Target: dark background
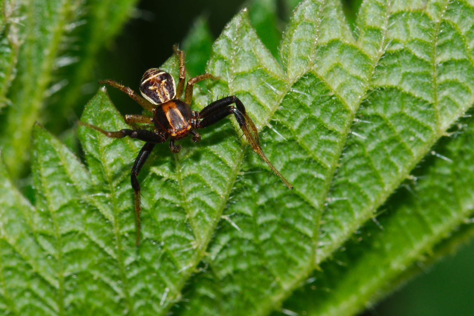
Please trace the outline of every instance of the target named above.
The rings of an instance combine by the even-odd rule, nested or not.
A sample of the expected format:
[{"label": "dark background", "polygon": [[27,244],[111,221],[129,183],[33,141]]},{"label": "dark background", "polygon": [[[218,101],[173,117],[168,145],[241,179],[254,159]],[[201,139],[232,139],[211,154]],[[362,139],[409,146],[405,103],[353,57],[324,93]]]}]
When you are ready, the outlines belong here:
[{"label": "dark background", "polygon": [[[207,16],[215,38],[244,3],[242,0],[142,1],[139,10],[133,13],[136,17],[101,56],[96,76],[114,79],[137,90],[145,71],[159,66],[172,54],[173,45],[182,40],[196,18]],[[359,3],[359,0],[345,3],[349,21],[353,21]],[[284,21],[287,16],[281,11],[280,18]],[[109,91],[122,113],[141,111],[121,91]],[[425,273],[362,315],[474,315],[474,243],[424,270]]]}]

______

__GIVEN REQUEST__
Can you rewrite the lines of the entries above with "instance" replaced by "object" each time it occurs and everything else left as it is? Leave the pictures out.

__SOLUTION__
Target: dark background
Please trace the outline of every object of the target named above.
The rings of an object combine by the even-odd rule, nested or not.
A sample of the expected format:
[{"label": "dark background", "polygon": [[27,244],[111,221],[129,183],[33,141]]},{"label": "dark background", "polygon": [[[218,101],[173,117],[168,145],[241,179],[254,159]],[[201,139],[232,139],[211,154]],[[362,139],[409,146],[405,103],[353,57],[324,93]]]}]
When you are ready, the outlines belong here:
[{"label": "dark background", "polygon": [[[207,16],[215,38],[244,3],[242,0],[142,1],[139,10],[133,13],[136,17],[101,56],[96,76],[114,79],[137,90],[145,71],[159,66],[172,54],[173,45],[182,40],[196,18]],[[359,3],[359,0],[345,3],[349,21],[353,21]],[[284,21],[287,16],[281,11],[280,18]],[[109,91],[122,113],[141,111],[121,91]],[[425,273],[362,315],[474,315],[474,243],[424,270]]]}]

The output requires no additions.